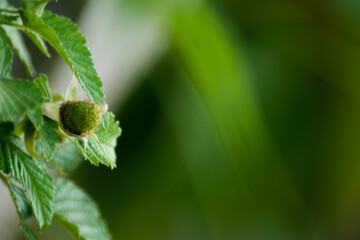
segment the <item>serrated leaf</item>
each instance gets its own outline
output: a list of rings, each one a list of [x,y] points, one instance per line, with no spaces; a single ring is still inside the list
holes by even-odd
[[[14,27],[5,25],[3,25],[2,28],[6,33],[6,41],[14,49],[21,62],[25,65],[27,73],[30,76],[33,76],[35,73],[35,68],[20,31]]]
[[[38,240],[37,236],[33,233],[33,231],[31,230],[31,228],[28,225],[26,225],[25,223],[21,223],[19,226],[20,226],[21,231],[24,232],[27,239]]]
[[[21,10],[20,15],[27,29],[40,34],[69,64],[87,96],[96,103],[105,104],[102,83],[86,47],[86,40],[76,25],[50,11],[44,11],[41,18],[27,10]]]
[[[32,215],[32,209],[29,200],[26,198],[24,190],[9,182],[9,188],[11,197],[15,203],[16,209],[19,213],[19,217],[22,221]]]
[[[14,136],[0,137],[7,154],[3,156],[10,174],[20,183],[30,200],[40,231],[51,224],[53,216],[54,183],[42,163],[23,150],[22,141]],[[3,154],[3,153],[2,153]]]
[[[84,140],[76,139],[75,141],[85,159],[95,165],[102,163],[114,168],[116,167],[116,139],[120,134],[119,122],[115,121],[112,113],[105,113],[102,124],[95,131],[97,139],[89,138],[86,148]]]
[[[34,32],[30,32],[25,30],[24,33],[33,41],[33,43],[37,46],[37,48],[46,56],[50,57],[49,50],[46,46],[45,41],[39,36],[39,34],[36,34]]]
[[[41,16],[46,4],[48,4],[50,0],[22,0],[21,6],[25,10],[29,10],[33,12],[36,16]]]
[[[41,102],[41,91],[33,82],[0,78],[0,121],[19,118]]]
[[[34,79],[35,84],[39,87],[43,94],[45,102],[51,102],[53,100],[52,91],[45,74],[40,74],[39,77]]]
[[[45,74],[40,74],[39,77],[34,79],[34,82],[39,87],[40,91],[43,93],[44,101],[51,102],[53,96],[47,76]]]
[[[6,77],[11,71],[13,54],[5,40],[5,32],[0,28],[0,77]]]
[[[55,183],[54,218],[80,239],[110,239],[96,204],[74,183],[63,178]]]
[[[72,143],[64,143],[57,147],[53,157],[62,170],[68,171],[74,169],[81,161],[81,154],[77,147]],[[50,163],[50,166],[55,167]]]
============================================================
Transcribe the listing in full. Leave the pictures out.

segment the <item>serrated leaf</item>
each instance gets its own outline
output: a list of rings, each one a list of [x,y] points, one instance per line, with no spaces; a single ring is still inside the list
holes by even-odd
[[[14,27],[5,25],[3,25],[2,28],[6,33],[6,41],[14,49],[21,62],[25,65],[27,73],[30,76],[33,76],[35,73],[35,68],[20,31]]]
[[[38,240],[37,236],[33,233],[33,231],[31,230],[31,228],[28,225],[26,225],[25,223],[21,223],[19,226],[20,226],[21,231],[24,232],[27,239]]]
[[[21,10],[20,15],[27,29],[40,34],[69,64],[87,96],[96,103],[105,104],[102,83],[86,47],[86,40],[76,25],[50,11],[44,11],[41,18],[27,10]]]
[[[32,215],[32,209],[29,200],[26,198],[24,190],[9,182],[9,188],[11,197],[15,203],[16,209],[19,213],[19,217],[22,221]]]
[[[14,136],[0,137],[7,154],[3,156],[10,174],[20,183],[30,200],[40,231],[51,224],[53,216],[54,183],[42,163],[23,150],[22,141]],[[3,154],[3,153],[2,153]]]
[[[84,140],[76,139],[75,141],[85,159],[95,165],[102,163],[114,168],[116,167],[116,139],[120,134],[119,122],[115,121],[112,113],[105,113],[102,124],[95,131],[97,139],[89,138],[86,148]]]
[[[34,32],[30,32],[25,30],[24,33],[33,41],[33,43],[37,46],[37,48],[46,56],[50,57],[49,50],[46,46],[45,41],[39,36],[39,34],[36,34]]]
[[[41,16],[46,4],[48,4],[50,0],[22,0],[21,6],[25,10],[29,10],[33,12],[36,16]]]
[[[41,102],[41,91],[33,82],[0,78],[0,121],[19,118]]]
[[[34,79],[35,84],[39,87],[43,94],[45,102],[51,102],[53,100],[52,91],[45,74],[40,74],[39,77]]]
[[[45,74],[40,74],[39,77],[34,79],[34,82],[39,87],[40,91],[43,93],[44,101],[51,102],[53,96],[47,76]]]
[[[6,77],[11,71],[13,54],[5,40],[5,32],[0,28],[0,77]]]
[[[55,183],[54,218],[80,239],[110,239],[96,204],[74,183],[63,178]]]
[[[72,143],[64,143],[57,147],[53,157],[62,170],[68,171],[74,169],[81,161],[81,154],[77,147]],[[50,163],[50,166],[55,167]]]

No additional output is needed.